### Исходный текст

Второе упоминание о Тычине содержится в его статье «Сто червінців божевілля» (1935 г.): «Партия ведет Тычину и Рыльского, но не раз и наоборот: поэт хочет вести партию...» Что стоит за словами «хочет вести»? Боль за положение «партийного піїти», «сурмоголосого кольпортера»? А, может, и сочувствие к трагической миссии автора «Сонячних кларнетів»?

К слову сказать, Тычина в Галичине был «своим» еще со времени публикаций в «Літературно-науковому віснику», редактированном Михаилом Грушевским. В 1922 г. во Львове выходит его «сборник сборников» «Золотий гомін», которая произвела потрясающее впечатление на читателей. В 1923 г. вторым изданием публикуется в Львове сборник «В космічному оркестрі». В 30-х гг. поэтическое творчество Тычины активно рецензируется и пропагандируется не только украинскими, а и польскими писателями. Именно на середину тридцатых приходится поэтический взлет Антоныча.

Не странно, что в сознании галичан оба поэта — Тычина и Антоныч — стоят вблизи друг от друга, во всяком случае их творческие орбиты соприкасаются или даже и совпадают. Интересно, что в книге «Роки сподівань і втрат» литературовед Юрий Луцкий признается: «Почему-то я по-прежнему отдаю преимущество Антонычу, Тычине и Рыльскому. Может быть, потому, что они писали тогда, когда я был молодым». И далее: «И может быть, будем читать Антоныча и Тычину. Это все! А там вырастет что-то новое — непредвиденное никем»... И еще одно признание: «В поэзии я возвращаюсь к Тычине и Антонычу, а в занятии живописью — к Новакивскому. Что это должно значить?» Это обильное цитирование наилучшим образом подтверждает значимость поэтов, казалось бы, несовместимых и несочетаемых. Однако лектура поколения Луцкого формировалась не только юношеской сентиментальностью и утонченными вкусами. Антоныч и Тычина утвердились в его воображении как определенная установившаяся формула (например, «Шевченко — Франко»).

######
### Предоставленные записи

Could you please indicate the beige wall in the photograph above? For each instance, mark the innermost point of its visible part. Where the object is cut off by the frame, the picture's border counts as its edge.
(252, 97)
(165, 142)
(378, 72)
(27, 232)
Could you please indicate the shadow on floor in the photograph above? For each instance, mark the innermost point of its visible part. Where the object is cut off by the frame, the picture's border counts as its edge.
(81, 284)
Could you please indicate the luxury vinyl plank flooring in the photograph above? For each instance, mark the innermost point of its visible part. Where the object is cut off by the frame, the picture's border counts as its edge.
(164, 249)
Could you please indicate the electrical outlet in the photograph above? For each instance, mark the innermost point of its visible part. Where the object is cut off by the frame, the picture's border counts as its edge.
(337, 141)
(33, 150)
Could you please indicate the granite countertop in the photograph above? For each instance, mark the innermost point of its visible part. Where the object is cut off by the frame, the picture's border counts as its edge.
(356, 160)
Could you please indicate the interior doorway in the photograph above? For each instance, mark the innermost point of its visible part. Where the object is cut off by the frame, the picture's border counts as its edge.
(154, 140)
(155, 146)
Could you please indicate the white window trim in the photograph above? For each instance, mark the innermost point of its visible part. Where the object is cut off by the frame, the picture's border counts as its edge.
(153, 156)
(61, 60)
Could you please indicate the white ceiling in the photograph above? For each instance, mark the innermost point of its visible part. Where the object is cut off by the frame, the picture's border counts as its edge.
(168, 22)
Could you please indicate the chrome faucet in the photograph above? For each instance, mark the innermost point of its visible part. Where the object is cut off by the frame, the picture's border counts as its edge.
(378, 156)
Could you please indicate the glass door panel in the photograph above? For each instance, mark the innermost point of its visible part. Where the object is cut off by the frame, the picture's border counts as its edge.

######

*Что нужно сделать*:
1. Ответьте на вопросы по тексту о Тычине и Антоныче:
(a) Как называется статья 1935 года, в которой содержится второе упоминание о Тычине?
(b) В каком году во Львове вышел «сборник сборников» «Золотий гомін»?
(c) К кому Юрий Луцкий возвращается в занятии живописью?
2. Выпишите без изменений фрагмент текста о Тычине и Антоныче: начните со слов, содержащих «К слову сказать, Тычина», и остановитесь после «поэтический взлет Антоныча.».
3. Напишите продолжение текста о Тычине и Антоныче, начиная сразу после его последнего предложения.

*Результаты выполнения*:
1.
(a) «Сто червінців божевілля»
(b) В 1922 году
(c) К Новакивскому

2.
К слову сказать, Тычина в Галичине был «своим» еще со времени публикаций в «Літературно-науковому віснику», редактированном Михаилом Грушевским. В 1922 г. во Львове выходит его «сборник сборников» «Золотий гомін», которая произвела потрясающее впечатление на читателей. В 1923 г. вторым изданием публикуется в Львове сборник «В космічному оркестрі». В 30-х гг. поэтическое творчество Тычины активно рецензируется и пропагандируется не только украинскими, а и польскими писателями. Именно на середину тридцатых приходится поэтический взлет Антоныча.

3.
Феномен Антоныча и Тычины выразительно ощущал Святослав Гординский. А в предисловии к первому советскому изданию поэзий Антоныча его, этот феномен, четко очерчивает Дмитрий Павлычко: «Кажется, не только проблематикой, а и особым настроением и системой образов «Зелена Євангелія» может достойно сопоставляться только с одной книгой в нашей поэзии — с «Сонячними кларнетами» Павла Тычины...»2

Павел Тычина и Богдан-Игорь Антоныч — современники и почти ровесники. Во всяком случае — «ровесники века». Антоныч, бесспорно, был глубоко знаком с творчеством Тычины, а Тычина, наверное, слышал об Антоныче. Между тем в массовом сознании два гения поэтического слова «существуют» сами по себе, а не «сосуществуют», как это бывает с выдающимися творческими личностями, призванными историей воплотить лозунг: «За всіх скажу, за всіх переболію».

Так, и Тычина, и Антоныч вынуждены были «переболіти» поодиночке, но и сумели «сказати за всіх» — в своеобразном творческом дуэте. Их «сосуществование» при жизни ограничивается всего лишь несколькими годами — возвышенными для Антоныча и трагичными для Тычины. Эта полоса соприкосновения чрезвычайно короткая: 1931 — 1937! Но есть и другая полоса — и она, наверное, будет длиться еще очень долго. Во всяком случае, к тому времени, пока не стабилизируется взгляд на украинский литературный процесс ХХ века, а исследователи и «реципиенты» отбросят собственные предубеждения, забудут об официальных идеологемах и, в конце концов, придут к убеждению: украинская литература ХХ века — что-то намного больше и шире, нежели это казалось еще совсем недавно...

ПРЕДТЕЧИ

В нашей культуре Тычина и Антоныч имеют больших предшественников (тоже почти ровесников!) — Тараса Шевченко и Маркияна Шашкевича. Конечно, это разновеликие таланты, но породненные идеями: национального раскрепощения, победы добра над злом, правды над несправедливостью.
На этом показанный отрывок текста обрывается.